> [What the task requires]
Every entry below is to be retyped exactly as it appears.

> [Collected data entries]
********

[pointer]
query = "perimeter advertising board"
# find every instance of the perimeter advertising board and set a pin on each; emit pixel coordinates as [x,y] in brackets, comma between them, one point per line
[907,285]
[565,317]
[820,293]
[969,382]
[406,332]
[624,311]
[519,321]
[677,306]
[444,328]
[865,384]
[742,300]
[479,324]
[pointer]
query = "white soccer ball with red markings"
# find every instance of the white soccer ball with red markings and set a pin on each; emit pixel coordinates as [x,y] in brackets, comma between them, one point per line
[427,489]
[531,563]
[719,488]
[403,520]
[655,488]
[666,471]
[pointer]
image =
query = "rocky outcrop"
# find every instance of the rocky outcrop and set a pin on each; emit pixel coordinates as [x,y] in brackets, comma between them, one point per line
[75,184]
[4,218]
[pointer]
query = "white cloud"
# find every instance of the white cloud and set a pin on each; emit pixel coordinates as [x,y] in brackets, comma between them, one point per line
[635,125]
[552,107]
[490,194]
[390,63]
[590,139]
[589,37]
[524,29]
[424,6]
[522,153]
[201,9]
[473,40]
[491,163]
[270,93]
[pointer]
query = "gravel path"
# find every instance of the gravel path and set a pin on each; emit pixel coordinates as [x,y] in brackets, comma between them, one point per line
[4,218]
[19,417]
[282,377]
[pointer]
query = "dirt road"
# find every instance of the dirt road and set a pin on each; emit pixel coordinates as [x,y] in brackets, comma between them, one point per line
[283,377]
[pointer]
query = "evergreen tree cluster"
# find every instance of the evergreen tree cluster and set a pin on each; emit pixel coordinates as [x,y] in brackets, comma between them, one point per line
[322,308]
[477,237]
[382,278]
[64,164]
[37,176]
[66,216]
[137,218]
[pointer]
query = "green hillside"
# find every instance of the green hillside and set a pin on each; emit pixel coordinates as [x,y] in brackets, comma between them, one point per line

********

> [Answer space]
[pointer]
query = "perimeter advertising board"
# find every instance of the perimeter advertising board and set a pin on each; emit pixel coordinates as [x,y] in brackets, comma between them, one point per line
[907,285]
[565,317]
[820,293]
[969,382]
[406,332]
[624,311]
[519,321]
[677,306]
[444,328]
[865,384]
[742,300]
[479,324]
[pointer]
query = "white soccer ball with red markings"
# find every instance of the white soccer ball with red markings and set a pin on each; emit pixel coordinates as [x,y] in brackets, comma between them, one point per line
[427,489]
[531,563]
[719,488]
[403,520]
[655,488]
[666,471]
[pointer]
image =
query = "rocky outcrop"
# find every instance of the rocky outcrop and set a pin on each; emit pixel coordinates as [x,y] in brackets, comma between them, one point per line
[75,184]
[4,218]
[pointer]
query = "white cloud"
# find every instance of the white cloud and set a pin on each; emit pixel coordinates as [x,y] in brackets, comma between them, one point per line
[635,125]
[552,107]
[490,194]
[390,63]
[590,139]
[589,37]
[524,29]
[424,6]
[522,153]
[201,9]
[473,40]
[491,163]
[270,93]
[pointer]
query = "gravel path"
# find every instance of the gravel path and set a pin on each; emit pixel coordinates as [x,y] in brackets, comma between them, one point per line
[4,218]
[19,417]
[282,377]
[pointer]
query = "dirt road"
# find every instance of the dirt road and set a pin on each; emit pixel coordinates as [x,y] in brackets, comma between them, one point per line
[283,377]
[pointer]
query = "evergreen tree cluster"
# find every instance of the evergreen tree cluster and set a pin on each; emit pixel coordinates as [x,y] in brackets, comma between them, one point per line
[322,308]
[477,237]
[382,278]
[64,164]
[37,176]
[66,216]
[137,218]
[pointer]
query = "green hillside"
# find every instance of the green hillside and set a pin on each; emit pixel coordinates as [x,y] in brackets, comma between them, one point per line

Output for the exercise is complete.